::: DATA TO PROCESS

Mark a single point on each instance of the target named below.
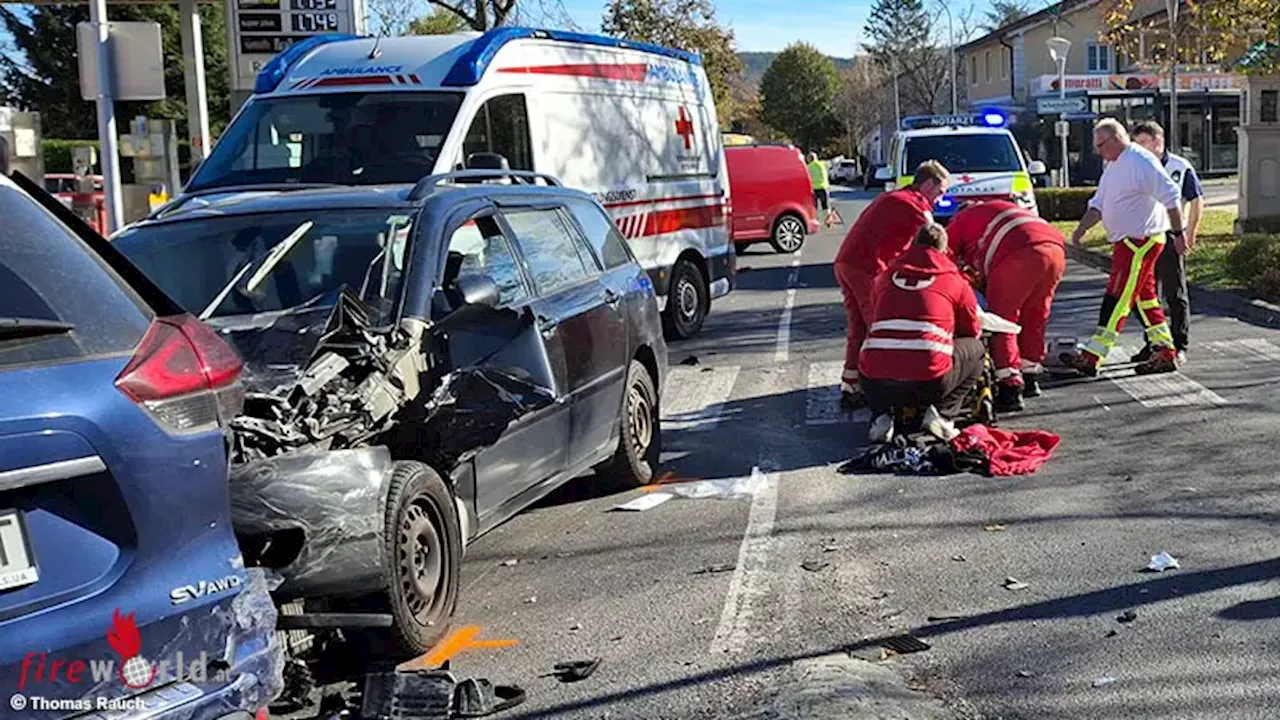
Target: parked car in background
(421, 361)
(117, 555)
(772, 196)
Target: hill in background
(759, 62)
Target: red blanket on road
(1018, 452)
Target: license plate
(17, 560)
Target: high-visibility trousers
(1020, 288)
(1133, 282)
(855, 285)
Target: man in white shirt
(1137, 203)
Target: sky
(833, 26)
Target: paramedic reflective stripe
(910, 326)
(988, 242)
(901, 343)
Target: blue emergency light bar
(984, 118)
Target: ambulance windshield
(343, 139)
(993, 153)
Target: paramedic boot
(1082, 363)
(1009, 397)
(1162, 360)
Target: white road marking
(822, 397)
(750, 577)
(782, 351)
(694, 399)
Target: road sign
(1057, 105)
(261, 28)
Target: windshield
(964, 154)
(347, 139)
(241, 265)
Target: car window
(551, 253)
(502, 126)
(479, 247)
(50, 276)
(602, 233)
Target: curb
(1248, 309)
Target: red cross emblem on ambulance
(685, 128)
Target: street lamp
(1057, 50)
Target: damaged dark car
(420, 364)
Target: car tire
(421, 557)
(688, 301)
(787, 235)
(635, 463)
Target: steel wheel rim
(790, 235)
(421, 559)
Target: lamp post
(1057, 49)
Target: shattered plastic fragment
(1162, 561)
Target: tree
(41, 74)
(439, 22)
(800, 95)
(685, 24)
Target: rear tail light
(184, 376)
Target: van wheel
(639, 434)
(688, 301)
(789, 233)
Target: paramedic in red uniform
(1018, 259)
(883, 231)
(923, 347)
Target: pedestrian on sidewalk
(883, 231)
(923, 347)
(1018, 260)
(1171, 265)
(1137, 203)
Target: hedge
(1063, 203)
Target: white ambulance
(631, 123)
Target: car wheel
(421, 559)
(640, 432)
(789, 233)
(688, 301)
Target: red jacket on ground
(885, 231)
(922, 304)
(983, 233)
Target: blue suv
(123, 592)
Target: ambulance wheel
(789, 233)
(688, 301)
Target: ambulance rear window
(343, 139)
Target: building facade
(1011, 69)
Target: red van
(772, 196)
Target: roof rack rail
(524, 177)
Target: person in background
(1171, 264)
(1137, 203)
(923, 347)
(1018, 260)
(883, 231)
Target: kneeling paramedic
(883, 231)
(1019, 260)
(923, 347)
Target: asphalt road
(703, 607)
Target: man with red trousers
(1018, 259)
(883, 231)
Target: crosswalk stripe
(695, 399)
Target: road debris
(716, 569)
(644, 502)
(1014, 584)
(575, 670)
(1162, 561)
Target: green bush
(1255, 263)
(1063, 203)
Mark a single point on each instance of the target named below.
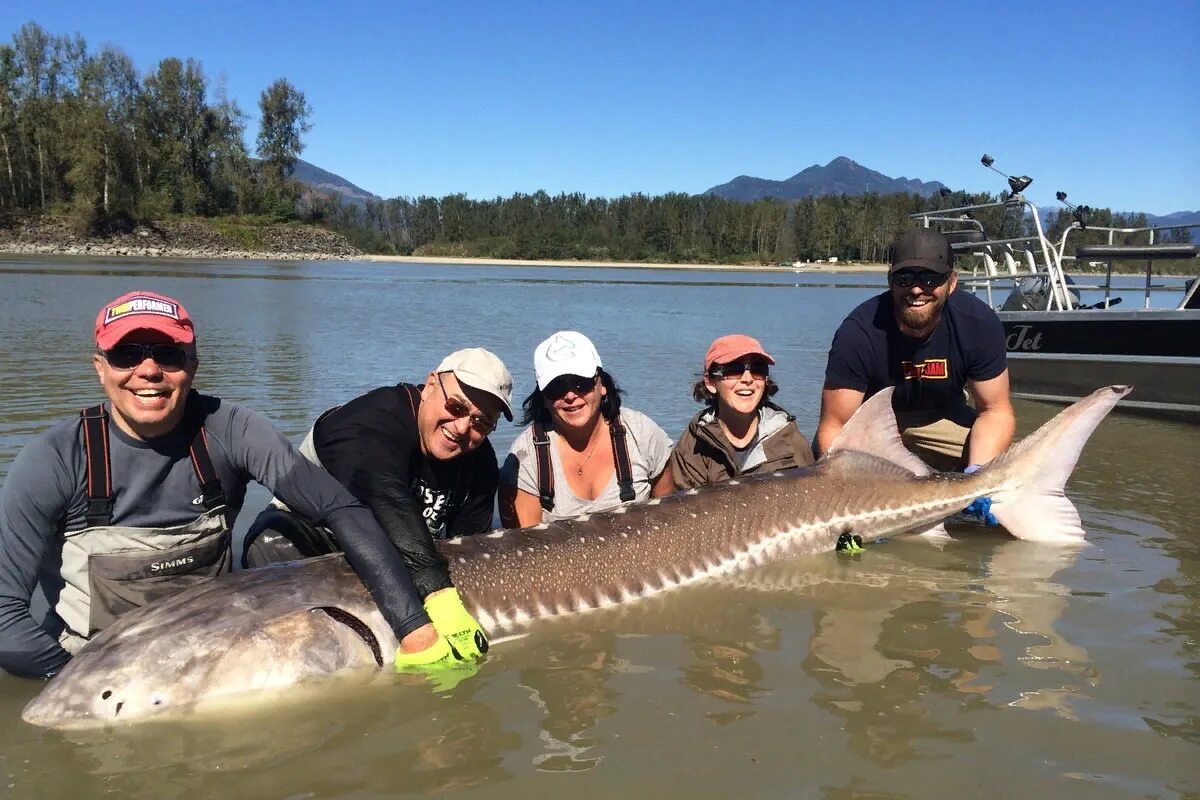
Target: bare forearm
(827, 433)
(990, 434)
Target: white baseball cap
(565, 353)
(481, 370)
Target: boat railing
(1041, 257)
(1111, 252)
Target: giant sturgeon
(283, 625)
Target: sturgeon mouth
(360, 629)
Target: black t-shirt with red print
(869, 353)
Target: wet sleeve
(801, 447)
(312, 492)
(369, 449)
(685, 463)
(33, 507)
(990, 352)
(849, 364)
(478, 510)
(521, 464)
(655, 446)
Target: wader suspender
(99, 475)
(619, 458)
(545, 474)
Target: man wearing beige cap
(419, 458)
(133, 500)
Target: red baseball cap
(139, 311)
(733, 347)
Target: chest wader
(619, 458)
(109, 570)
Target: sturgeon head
(252, 631)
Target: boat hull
(1060, 356)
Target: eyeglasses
(131, 354)
(735, 370)
(563, 384)
(925, 280)
(459, 407)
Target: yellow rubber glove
(454, 623)
(441, 663)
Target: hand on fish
(979, 511)
(457, 649)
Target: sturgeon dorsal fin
(873, 429)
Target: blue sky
(490, 98)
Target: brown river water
(988, 667)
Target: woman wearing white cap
(581, 451)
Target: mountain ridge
(841, 175)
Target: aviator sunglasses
(735, 370)
(131, 354)
(460, 408)
(925, 280)
(563, 384)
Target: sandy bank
(631, 265)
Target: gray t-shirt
(155, 486)
(649, 447)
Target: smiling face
(454, 419)
(574, 402)
(738, 391)
(918, 308)
(147, 400)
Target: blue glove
(979, 511)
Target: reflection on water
(1009, 668)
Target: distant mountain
(1176, 218)
(839, 176)
(330, 184)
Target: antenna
(1018, 184)
(1080, 212)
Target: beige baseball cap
(481, 370)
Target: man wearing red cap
(135, 499)
(741, 431)
(930, 342)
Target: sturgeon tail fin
(1030, 499)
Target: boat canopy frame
(1044, 258)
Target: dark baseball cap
(922, 248)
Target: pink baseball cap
(731, 348)
(139, 311)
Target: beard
(921, 318)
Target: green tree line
(676, 227)
(84, 133)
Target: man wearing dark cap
(930, 342)
(133, 500)
(418, 456)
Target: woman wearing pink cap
(582, 451)
(739, 431)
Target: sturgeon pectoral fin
(873, 429)
(1037, 468)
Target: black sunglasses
(756, 367)
(925, 280)
(460, 407)
(129, 355)
(563, 384)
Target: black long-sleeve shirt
(155, 486)
(373, 447)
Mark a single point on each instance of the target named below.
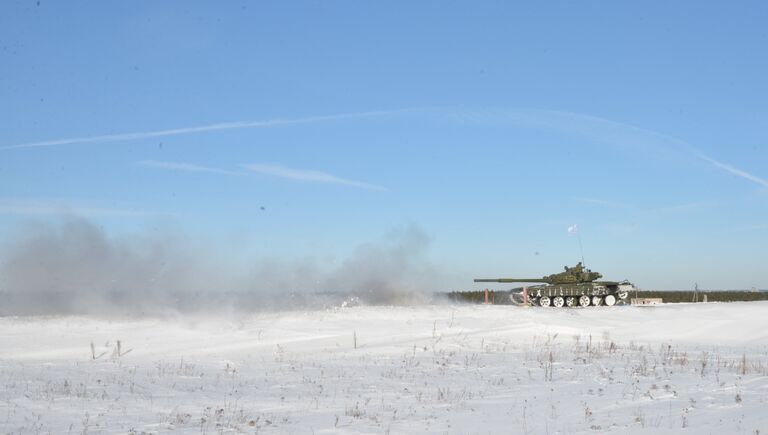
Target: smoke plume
(75, 267)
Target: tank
(575, 287)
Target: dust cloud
(73, 266)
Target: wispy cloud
(307, 175)
(598, 201)
(684, 208)
(189, 167)
(202, 128)
(51, 207)
(735, 171)
(606, 130)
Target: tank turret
(576, 286)
(572, 275)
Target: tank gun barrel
(512, 280)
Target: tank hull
(575, 295)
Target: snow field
(699, 368)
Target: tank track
(576, 295)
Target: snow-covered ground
(427, 369)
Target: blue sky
(306, 129)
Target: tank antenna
(574, 229)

::::::

*EXERCISE:* Copy out the rows above exactly as they appear, from the line containing "Target: tank turret" through the end of the rows, including both the first and the last line.

*RESULT OF THIS TASK:*
Target: tank turret
(576, 286)
(572, 275)
Target: tank gun barrel
(512, 280)
Target: tank hull
(575, 295)
Target: snow field
(699, 368)
Target: tank track
(576, 295)
Target: snow-covered ground
(427, 369)
Target: blue sky
(306, 129)
Target: tank antenna
(574, 229)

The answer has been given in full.